EXERCISE OBJECTIVE: Copy out only the stretch of rows from the line containing "Check that each instance of the hydraulic" through the end of the rows, keeping every line, requests included. Shift each x and y coordinate in the answers up by 123.

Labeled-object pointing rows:
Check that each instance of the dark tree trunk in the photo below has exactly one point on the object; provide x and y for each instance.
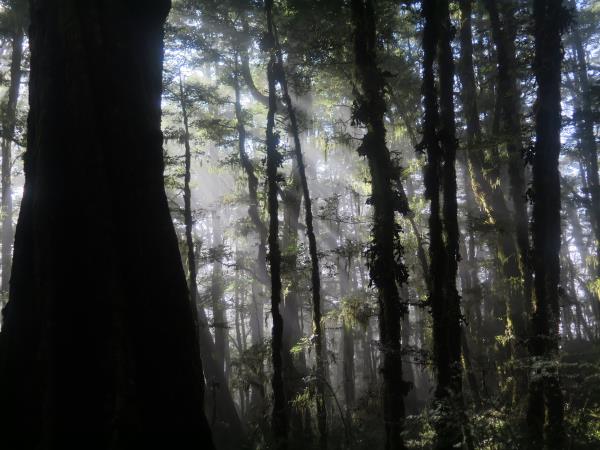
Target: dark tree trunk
(274, 159)
(318, 335)
(216, 293)
(99, 347)
(262, 276)
(440, 142)
(386, 267)
(584, 120)
(220, 406)
(545, 409)
(9, 114)
(493, 203)
(294, 367)
(504, 36)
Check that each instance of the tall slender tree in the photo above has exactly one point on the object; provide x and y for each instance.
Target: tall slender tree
(440, 143)
(274, 159)
(386, 267)
(545, 410)
(17, 14)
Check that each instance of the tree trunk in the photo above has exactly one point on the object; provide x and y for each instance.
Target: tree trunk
(9, 114)
(545, 409)
(318, 335)
(439, 140)
(386, 267)
(274, 159)
(216, 294)
(99, 348)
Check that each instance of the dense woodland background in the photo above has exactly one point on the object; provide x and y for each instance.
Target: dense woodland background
(388, 214)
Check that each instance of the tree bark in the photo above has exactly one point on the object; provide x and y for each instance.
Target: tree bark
(545, 410)
(99, 348)
(439, 140)
(386, 267)
(318, 334)
(9, 114)
(279, 414)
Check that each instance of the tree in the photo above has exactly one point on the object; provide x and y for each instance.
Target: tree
(17, 20)
(440, 143)
(386, 267)
(99, 348)
(279, 416)
(545, 414)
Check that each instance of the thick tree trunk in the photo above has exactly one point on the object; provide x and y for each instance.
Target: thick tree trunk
(511, 244)
(439, 140)
(9, 114)
(99, 348)
(318, 335)
(279, 413)
(545, 410)
(386, 267)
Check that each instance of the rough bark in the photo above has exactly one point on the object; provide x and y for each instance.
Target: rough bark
(504, 36)
(385, 254)
(439, 141)
(279, 414)
(9, 114)
(216, 294)
(511, 254)
(317, 329)
(545, 408)
(99, 346)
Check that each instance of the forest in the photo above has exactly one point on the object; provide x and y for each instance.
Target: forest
(299, 224)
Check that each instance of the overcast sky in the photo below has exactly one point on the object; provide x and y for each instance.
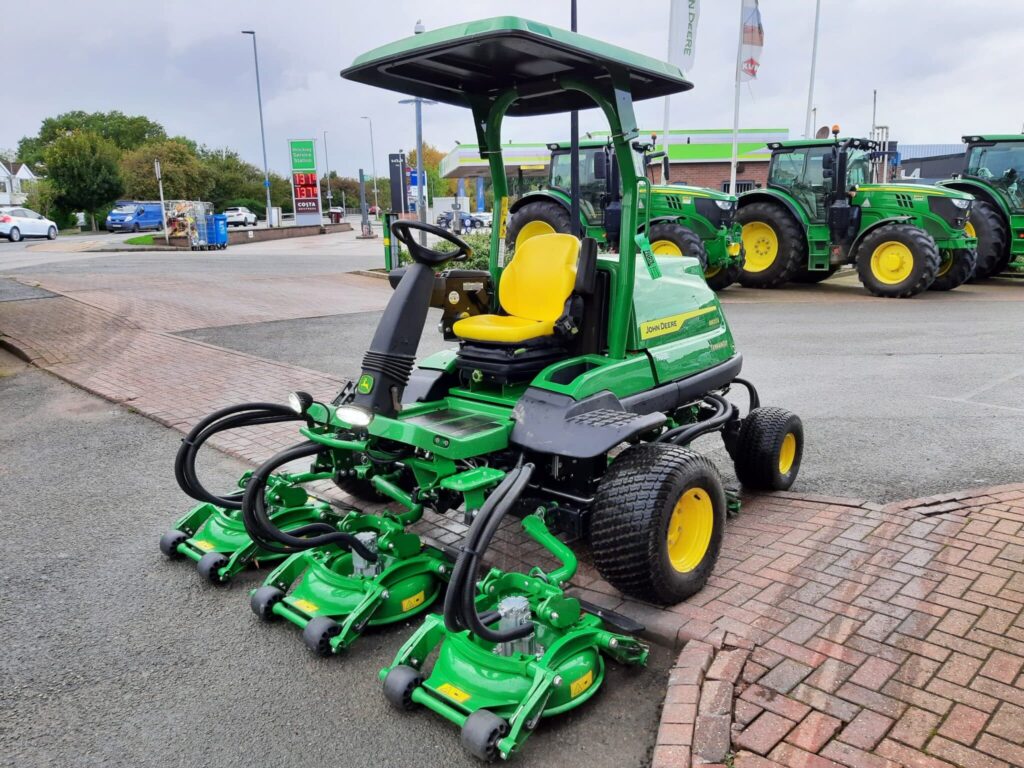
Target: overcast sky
(942, 68)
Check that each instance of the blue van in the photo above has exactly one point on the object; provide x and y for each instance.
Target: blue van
(132, 216)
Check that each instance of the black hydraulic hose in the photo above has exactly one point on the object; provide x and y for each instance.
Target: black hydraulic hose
(262, 530)
(232, 417)
(688, 432)
(460, 602)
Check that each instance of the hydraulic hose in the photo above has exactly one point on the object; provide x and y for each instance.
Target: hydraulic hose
(460, 602)
(262, 530)
(232, 417)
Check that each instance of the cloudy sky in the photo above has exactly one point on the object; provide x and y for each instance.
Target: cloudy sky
(942, 68)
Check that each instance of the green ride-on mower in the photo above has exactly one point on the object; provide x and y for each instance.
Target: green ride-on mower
(820, 211)
(993, 173)
(580, 381)
(683, 220)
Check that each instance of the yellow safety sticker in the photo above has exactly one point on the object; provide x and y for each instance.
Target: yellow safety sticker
(456, 694)
(411, 602)
(670, 325)
(582, 684)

SOLUTION TO THE EXERCISE:
Check that each instance of the hydraulic hose in the photo above has exactly one point on the object; provide x and y for each instance.
Target: hydraulic hose
(583, 725)
(385, 653)
(355, 540)
Check that each instance of the cloudy sky in the photo above has exactly one point on the object; provide x and y for each instance.
Target: cloudy sky
(1065, 191)
Check that each instance of the green ride-on mower in the photo above has exactly one point on the object; provide x and y for each instance.
Target: green ride-on mower
(943, 334)
(1116, 296)
(703, 504)
(806, 343)
Check that each instance of the yellow safety sticker in the photo above has exactly one point on the object; provide x and y for each instance.
Target: yellow safety sticker
(579, 817)
(534, 725)
(793, 448)
(705, 807)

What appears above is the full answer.